Bring together all lines of the material below that contain the string "like".

*** Begin section ***

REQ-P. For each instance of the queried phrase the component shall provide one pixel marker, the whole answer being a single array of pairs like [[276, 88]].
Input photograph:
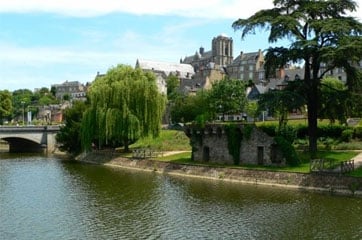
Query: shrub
[[347, 135], [358, 132], [288, 132], [288, 151]]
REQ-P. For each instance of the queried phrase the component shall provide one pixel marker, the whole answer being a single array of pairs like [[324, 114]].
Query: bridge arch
[[20, 145], [30, 138]]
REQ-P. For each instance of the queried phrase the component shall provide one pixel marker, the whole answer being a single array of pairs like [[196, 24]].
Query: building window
[[251, 76], [261, 75]]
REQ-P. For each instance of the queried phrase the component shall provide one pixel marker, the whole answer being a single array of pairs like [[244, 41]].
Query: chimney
[[202, 51]]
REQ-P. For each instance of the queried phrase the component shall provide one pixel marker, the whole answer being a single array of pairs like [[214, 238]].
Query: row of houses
[[200, 70]]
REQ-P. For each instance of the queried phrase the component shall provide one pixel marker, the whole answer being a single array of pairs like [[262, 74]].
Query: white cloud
[[230, 9], [82, 8]]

*** End section ***

_Answer area_.
REQ-P. For each instance of the queried phrase the component shall provide one pixel marker, the whole answer being a single array of pairs like [[276, 88]].
REQ-P. For each instance of the queried phrase the component shall provide one pixel marker, the whole answer being a single array of pairs like [[324, 114]].
REQ-P. For each instance of the queried phrase the component shall provide one pixel marker, the whole answer being a single array of pairs like [[196, 24]].
REQ-P. For each instance of the queried phrase the component shall provide one pixel marker, the whole answer being a single array of pairs like [[244, 41]].
REQ-P. For each instance of the queried phrase the component shall provide one pixel marker, the whole answer being a single array of pairs like [[214, 238]].
REQ-P. For each instance of the queried phrase the component shall provide one pixel marker, the whole answer being a single array of pairs like [[262, 74]].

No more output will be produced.